* **O que fazer**:
**1)** No texto sobre os imóveis de Bolsonaro, quantos documentos o levantamento do UOL em cartórios analisou?
**2)** Copie do texto sobre os imóveis de Bolsonaro o trecho que vai de "A análise detalhada" até "26 transações analisadas.".

* **Trecho do texto**:
Ele enrola, mas não esclarece. Mesmo que houvesse alguma dúvida sobre se “moeda corrente” é “dinheiro vivo”, fica a pergunta: de onde saiu tanto dinheiro? Sem falar nos outros 56 imóveis pagos de outras formas. É muito dinheiro para quem recebia só salário
Jair Bolsonaro está alegando em seus programas de TV que os 51 imóveis, de um total de 107, comprados por ele, seus filhos, suas ex-mulheres e outros parentes com dinheiro vivo, desde que ele entrou para a política na década de 90 até 2022, não foram em dinheiro vivo. A reportagem do site UOL, em um levantamento em cartórios que durou sete meses e analisou 270 documentos, garante que as compras foram “in cash”, ou seja, em dinheiro vivo.
DINHEIRO VIVO
Segundo os documentos obtidos, as aquisições foram feitas em nome de Bolsonaro, de sua mãe, dos três filhos, cinco irmãos e de suas duas ex-mulheres. Os contratos assinados, conforme as escrituras, indicam pagamento “em moeda corrente nacional”, expressão formal usada para classificar compras feitas em dinheiro vivo. A versão de Bolsonaro é de que a descrição feita nas escrituras de pagamento em “moeda corrente” não significa que tenha sido em dinheiro vivo.
A análise detalhada dos documentos dos cartórios contesta a afirmação de Bolsonaro. O estudo revela a existência de várias formas de pagamento. Há compras feitas mediante cheque ou transferência bancária, num total de 30 operações. Há compras em dinheiro vivo (in cash), designadas como sendo feita “em moeda corrente”, e há também documentos em que não se pode determinar qual foi a forma de pagamento. Isto ocorreu, por exemplo, em 26 transações analisadas.

* **Linhas extraídas**:
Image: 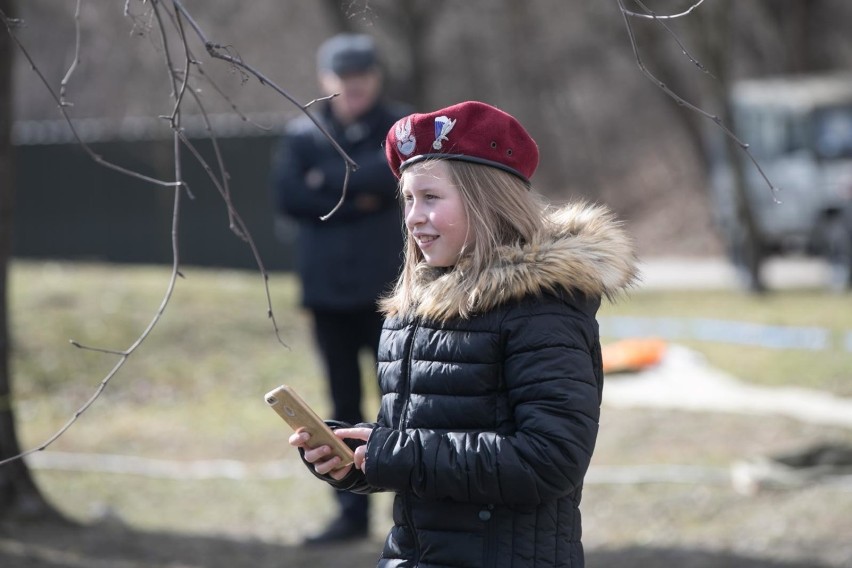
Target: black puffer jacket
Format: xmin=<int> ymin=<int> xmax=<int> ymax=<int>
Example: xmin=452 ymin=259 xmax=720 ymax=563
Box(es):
xmin=322 ymin=202 xmax=636 ymax=568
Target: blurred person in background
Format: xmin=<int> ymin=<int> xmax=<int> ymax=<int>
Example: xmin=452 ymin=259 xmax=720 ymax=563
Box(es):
xmin=272 ymin=34 xmax=410 ymax=544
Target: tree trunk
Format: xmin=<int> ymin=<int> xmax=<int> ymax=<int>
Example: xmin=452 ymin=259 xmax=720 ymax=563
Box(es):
xmin=0 ymin=0 xmax=60 ymax=519
xmin=704 ymin=0 xmax=770 ymax=294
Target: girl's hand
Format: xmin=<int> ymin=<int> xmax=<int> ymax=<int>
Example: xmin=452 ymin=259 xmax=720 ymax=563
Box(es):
xmin=288 ymin=430 xmax=352 ymax=481
xmin=334 ymin=428 xmax=373 ymax=471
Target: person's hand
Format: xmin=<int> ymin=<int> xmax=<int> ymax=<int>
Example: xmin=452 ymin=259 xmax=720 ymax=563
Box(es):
xmin=334 ymin=428 xmax=373 ymax=471
xmin=288 ymin=428 xmax=352 ymax=481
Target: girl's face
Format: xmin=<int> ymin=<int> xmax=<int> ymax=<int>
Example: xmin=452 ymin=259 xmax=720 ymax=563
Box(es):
xmin=402 ymin=160 xmax=468 ymax=266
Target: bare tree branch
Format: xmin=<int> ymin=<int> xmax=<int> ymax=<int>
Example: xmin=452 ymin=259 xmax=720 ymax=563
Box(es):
xmin=616 ymin=0 xmax=781 ymax=203
xmin=623 ymin=0 xmax=704 ymax=20
xmin=170 ymin=0 xmax=358 ymax=221
xmin=59 ymin=0 xmax=82 ymax=106
xmin=0 ymin=11 xmax=185 ymax=187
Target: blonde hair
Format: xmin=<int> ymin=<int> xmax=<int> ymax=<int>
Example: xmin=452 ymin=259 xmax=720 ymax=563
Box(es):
xmin=379 ymin=160 xmax=546 ymax=315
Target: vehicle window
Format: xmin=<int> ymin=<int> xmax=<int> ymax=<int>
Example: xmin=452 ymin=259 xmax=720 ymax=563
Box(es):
xmin=813 ymin=106 xmax=852 ymax=160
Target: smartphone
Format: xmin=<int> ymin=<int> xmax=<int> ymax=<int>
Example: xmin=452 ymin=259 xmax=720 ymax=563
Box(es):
xmin=264 ymin=385 xmax=355 ymax=469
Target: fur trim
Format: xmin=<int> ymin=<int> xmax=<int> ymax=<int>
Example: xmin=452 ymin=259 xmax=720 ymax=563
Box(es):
xmin=384 ymin=203 xmax=638 ymax=321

* **Problemas resolvidos**:
**1)** 270 documentos.

**2)**
A análise detalhada dos documentos dos cartórios contesta a afirmação de Bolsonaro. O estudo revela a existência de várias formas de pagamento. Há compras feitas mediante cheque ou transferência bancária, num total de 30 operações. Há compras em dinheiro vivo (in cash), designadas como sendo feita “em moeda corrente”, e há também documentos em que não se pode determinar qual foi a forma de pagamento. Isto ocorreu, por exemplo, em 26 transações analisadas.